PAGE EXCERPT:
========

Risk Estimation in Type 2 Myocardial Infarction and Myocardial Injury: The TARRACO Risk Score.
Am J Med. 2018 Nov 09;:
Authors: Cediel G, Sandoval Y, Sexter A, Carrasquer A, González-Del-Hoyo M, Bonet G, Boqué C, Schulz K, Smith SW, Bayes-Genis A, Apple FS, Bardaji A
OBJECTIVE: Despite adverse prognoses of type 2 myocardial infarction and myocardial injury, an effective, practical risk stratification method remains an unmet clinical need. We sought to develop an efficient clinical bedside tool for estimating the risk of major adverse cardiovascular events at 180 days for this patient population.
METHODS: The derivation cohort included patients with type 2 myocardial infarction or myocardial injury admitted to a tertiary hospital between 2012 and 2013 (n=611). The primary outcome was a major adverse cardiovascular event (death, re-admission for heart failure or myocardial infarction). The score included clinical variables significantly associated with the outcome. External validation was conducted using the UTROPIA cohort (n=401).
RESULTS: The TARRACO score included cardiac troponin (cTn) concentrations and five independent clinical predictors of adverse cardiovascular events: age, hypertension, absence of chest pain, dyspnea, and anemia. The score exhibited good discriminative accuracy (AUC=0.74; 95%CI, 0.70-0.79). Patients were classified into low-risk (score 0-6) and high-risk (score ≥7) categories. Major adverse cardiovascular events rates were five-times more likely in high-risk patients compared with those at low risk (78.9 vs. 15.4 events/100 patient-years, respectively; log rank P<0.001). The external validation showed equivalent prognostic capacity (AUC=0.71, 0.65-0.78).
CONCLUSION: A novel risk score based on bedside clinical variables and cTn concentrations allows risk stratification for death and cardiac-related rehospitalizations in patients with type 2 myocardial infarctions and myocardial injury. This score identifies patients at the highest risk of adverse events, a subset of patients who might benefit from close observation and/or medical intensification.

========

QUESTIONS ON THE MATERIAL:
1: List the five clinical predictors of adverse cardiovascular events that the abstract says the TARRACO score includes.
2: Copy everything in the abstract from "CONCLUSION: A novel" down to "and/or medical intensification.".
3: Answer these questions using the abstract:
(a) How many patients were in the derivation cohort?
(b) Which cohort was used for external validation?
(c) What score puts a patient in the high-risk category?

DATASET CONTENT:
========

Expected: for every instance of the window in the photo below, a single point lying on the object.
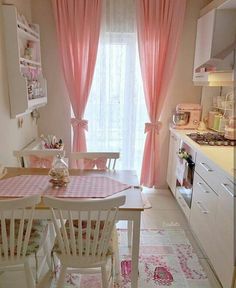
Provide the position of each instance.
(116, 108)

========

SOLUTIONS IN ORDER:
1:
- Age
- Hypertension
- Absence of chest pain
- Dyspnea
- Anemia

2:
CONCLUSION: A novel risk score based on bedside clinical variables and cTn concentrations allows risk stratification for death and cardiac-related rehospitalizations in patients with type 2 myocardial infarctions and myocardial injury. This score identifies patients at the highest risk of adverse events, a subset of patients who might benefit from close observation and/or medical intensification.

3:
(a) 611
(b) The UTROPIA cohort
(c) A score of 7 or higher